- _Task item 1_
Rewrite the paragraph of the passage on Indian languages that begins "Sanskrit started off similar" as a short bulleted list that keeps its main facts.
- _Task item 2_
Resume the passage on Indian languages and Sanskrit's sounds, writing on from its final sentence.

- _Passage_
Indian Languages #1: The Linguistic DNA Tag
In her book on Indian languages, Wanderers, Kings and Merchants, Peggy Mohan writes:
“(Languages)
did not sprout in continuity like new branches from the same tree from where
they started, but were like different trees that happened to be neighbours
stretching their branches, touching each other and sharing structure.”
Take Sanskrit. It
seems to have taken an entire sound system from other languages, feels
Madhav Deshpande from Michigan University. (Note the difference – he isn’t
talking of individual words; he is referring to sounds). How did
he come to that conclusion? To understand that, we first need to understand
“dental” sounds and “retroflexion” sounds. If you’re like me, you probably have
no idea what that meant! But worry not.
Dental sounds are made by the tongue touching the upper
teeth (that means त, थ, द, ध, न, and श). Whereas retroflexion sounds are
made by the tongue curled upwards (ट, ठ, ड, ढ, ण, ष).
Sanskrit started
off similar to other Indo-European languages (Greek, Latin and Persian), all of
which have the dental sounds but not retroflexion sounds. Whereas the
Dravidian languages (Tamil, Malayalam, Kannada and Telegu) have retroflexion
sounds. Therefore, Deshpande believes that Sanskrit must have gotten the
retroflex sounds via “contact” with the Dravidian languages.

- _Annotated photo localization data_

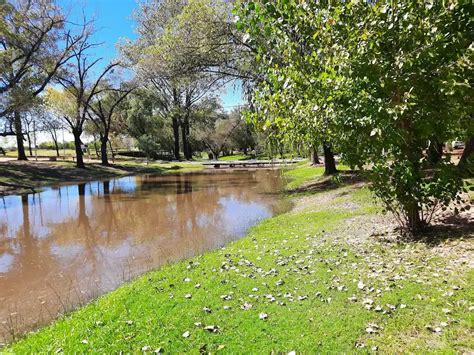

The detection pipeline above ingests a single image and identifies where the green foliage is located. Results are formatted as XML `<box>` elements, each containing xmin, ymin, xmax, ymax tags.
<box><xmin>235</xmin><ymin>0</ymin><xmax>474</xmax><ymax>232</ymax></box>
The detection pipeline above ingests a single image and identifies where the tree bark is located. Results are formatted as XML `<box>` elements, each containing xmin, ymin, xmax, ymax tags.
<box><xmin>173</xmin><ymin>117</ymin><xmax>179</xmax><ymax>160</ymax></box>
<box><xmin>14</xmin><ymin>111</ymin><xmax>28</xmax><ymax>160</ymax></box>
<box><xmin>26</xmin><ymin>133</ymin><xmax>33</xmax><ymax>157</ymax></box>
<box><xmin>100</xmin><ymin>136</ymin><xmax>109</xmax><ymax>165</ymax></box>
<box><xmin>458</xmin><ymin>136</ymin><xmax>474</xmax><ymax>170</ymax></box>
<box><xmin>311</xmin><ymin>147</ymin><xmax>321</xmax><ymax>165</ymax></box>
<box><xmin>323</xmin><ymin>142</ymin><xmax>337</xmax><ymax>175</ymax></box>
<box><xmin>181</xmin><ymin>122</ymin><xmax>189</xmax><ymax>160</ymax></box>
<box><xmin>72</xmin><ymin>129</ymin><xmax>85</xmax><ymax>169</ymax></box>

- _Exercise response 1_
- Sanskrit began like other Indo-European languages (Greek, Latin and Persian), all of which have dental sounds but no retroflex sounds.
- The Dravidian languages (Tamil, Malayalam, Kannada and Telegu) have retroflex sounds.
- Deshpande therefore believes Sanskrit got its retroflex sounds through contact with the Dravidian languages.

- _Exercise response 2_
But it’s more than
just 6 new sounds that Sanskrit gained, says Deshpande. It gained a more
general contrast – dental v retroflex. To understand that point,
look at these words Mohan cites - दाँत (tooth) and डांट (scold).
Try spelling them in English the way they are supposed to be pronounced
- it’s painfully hard. Why? Because one word has all the dental sounds, the
other has all the retroflexion sounds – something European languages don’t
support (and therefore don’t have letters for). Whereas it is effortless to differentiate
them in Sanskrit/Hindi because they have letters for those sounds. And they
have letters for those sounds because, as Deshpande said, it is a general
contrast that became an integral part of the language and therefore, were
assigned dedicated letters.
In fact, says
Mohan, the dual dental and retroflex sounds is a feature of almost all
languages of the Indian subcontinent. And thus:
“Retroflexion
is like a linguistic DNA tag that marks a language as either belonging to the
subcontinent or not.”
Conversely, she
says:
“For a language to gain retroflexion meant it had set down roots in South Asian soil.”